● SHORT TASK
Rewrite the records below with each occurrence of "blue sky" changed to "clear sky" and all other text kept the same. Leave the pictures out of your answer.

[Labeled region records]
★ ★ ★
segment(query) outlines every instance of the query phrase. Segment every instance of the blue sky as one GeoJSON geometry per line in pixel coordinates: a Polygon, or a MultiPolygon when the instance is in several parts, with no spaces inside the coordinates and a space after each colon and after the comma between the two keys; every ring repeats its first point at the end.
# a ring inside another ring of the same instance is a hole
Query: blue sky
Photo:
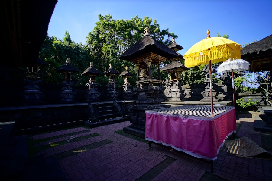
{"type": "Polygon", "coordinates": [[[208,29],[211,37],[226,33],[241,45],[270,35],[271,6],[272,1],[263,0],[59,0],[48,33],[62,39],[67,30],[72,41],[84,44],[99,14],[115,20],[148,16],[157,19],[161,30],[169,28],[178,36],[175,42],[184,48],[179,51],[183,55],[206,37],[208,29]]]}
★ ★ ★
● OUTPUT FOR THIS EXERCISE
segment(query) outlines every instance of the query phrase. Segment every instance of the clear sky as one GeoJSON geometry per line in pixel coordinates: a Polygon, or a MultiPolygon when the instance is in several parts, with no spaces inside the coordinates and a space after each colon and after the comma between the two keys; every ring repeats its first point at the end.
# a ring inside another ring of the same instance is a hole
Query: clear sky
Photo:
{"type": "Polygon", "coordinates": [[[208,29],[211,37],[226,33],[241,45],[270,35],[271,6],[272,1],[263,0],[59,0],[48,33],[62,39],[67,30],[72,41],[84,44],[99,14],[115,20],[148,16],[157,19],[161,30],[169,28],[178,36],[175,42],[184,48],[179,51],[183,55],[206,37],[208,29]]]}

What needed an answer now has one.